Exclude all pictures, then copy each of the records exactly as written.

Data entries
* * * * *
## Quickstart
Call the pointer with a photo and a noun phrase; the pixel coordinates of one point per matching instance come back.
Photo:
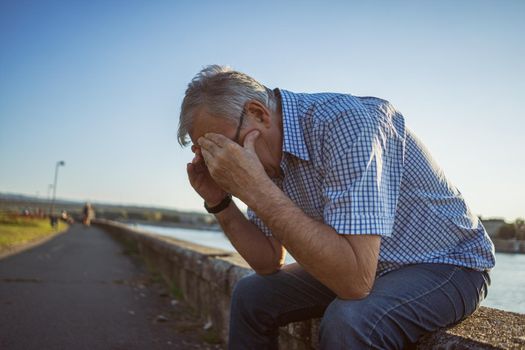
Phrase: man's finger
(250, 138)
(218, 139)
(207, 145)
(208, 157)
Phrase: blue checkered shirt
(351, 163)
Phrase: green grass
(17, 231)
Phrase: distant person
(387, 250)
(88, 214)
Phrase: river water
(507, 291)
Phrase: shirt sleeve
(364, 163)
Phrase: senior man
(386, 248)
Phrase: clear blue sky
(99, 85)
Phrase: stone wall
(205, 277)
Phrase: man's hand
(236, 169)
(201, 180)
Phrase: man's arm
(345, 264)
(264, 254)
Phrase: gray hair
(223, 92)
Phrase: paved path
(78, 291)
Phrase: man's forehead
(205, 122)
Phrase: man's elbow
(351, 291)
(267, 270)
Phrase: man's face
(204, 123)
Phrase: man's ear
(258, 112)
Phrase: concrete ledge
(206, 277)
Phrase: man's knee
(251, 292)
(345, 325)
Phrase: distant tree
(507, 231)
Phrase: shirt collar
(293, 135)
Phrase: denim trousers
(403, 305)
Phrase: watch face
(219, 207)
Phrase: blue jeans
(404, 305)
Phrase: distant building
(492, 226)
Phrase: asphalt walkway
(79, 291)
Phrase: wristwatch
(219, 207)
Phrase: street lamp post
(52, 211)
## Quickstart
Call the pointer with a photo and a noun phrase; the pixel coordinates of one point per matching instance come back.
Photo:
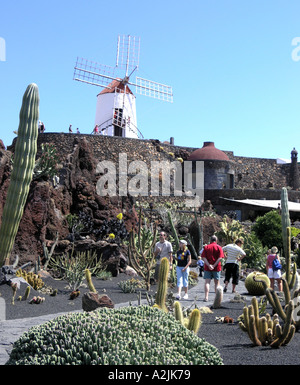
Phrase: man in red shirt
(212, 255)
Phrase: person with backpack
(274, 268)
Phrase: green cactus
* * * * *
# Response below
## Quickstart
Call the pointer with a photo and a noun phrase; the pixel coordinates of one point per matching instance come back.
Photo:
Phrase: man's finger
(250, 138)
(218, 139)
(207, 145)
(208, 157)
Phrase: blue checkered shirt
(351, 163)
Phrase: green grass
(17, 231)
Phrase: distant person
(387, 250)
(88, 214)
Phrase: river water
(507, 291)
Phrase: shirt sleeve
(364, 163)
Phrase: senior man
(386, 248)
Phrase: clear blue sky
(99, 85)
Phrase: stone wall
(205, 277)
Phrase: man's hand
(236, 169)
(201, 180)
Phrase: man's arm
(345, 264)
(264, 254)
Phrase: gray hair
(223, 92)
Phrase: paved path
(78, 291)
Phrase: man's forehead
(205, 122)
Phrase: man's elbow
(351, 291)
(267, 270)
Phrase: man's face
(204, 123)
Phrase: man's ear
(258, 112)
Phrase: concrete ledge
(206, 277)
Phrase: man's knee
(251, 292)
(345, 325)
Phrase: distant tree
(507, 231)
Phrase: shirt collar
(293, 135)
Phrase: denim trousers
(403, 305)
Phrase: watch face
(219, 207)
Phrase: blue jeans
(404, 305)
Phrase: distant building
(492, 226)
Phrase: asphalt walkway
(79, 291)
Phrase: wristwatch
(219, 207)
Phrase: street lamp post
(52, 211)
## Quickstart
Call the pointer with a photo and a noun phrase; the pixel coordinates of one point per matching instance come back.
Photo:
Phrase: man in red shirt
(212, 255)
Phrase: person with backpack
(274, 268)
Phrase: green cactus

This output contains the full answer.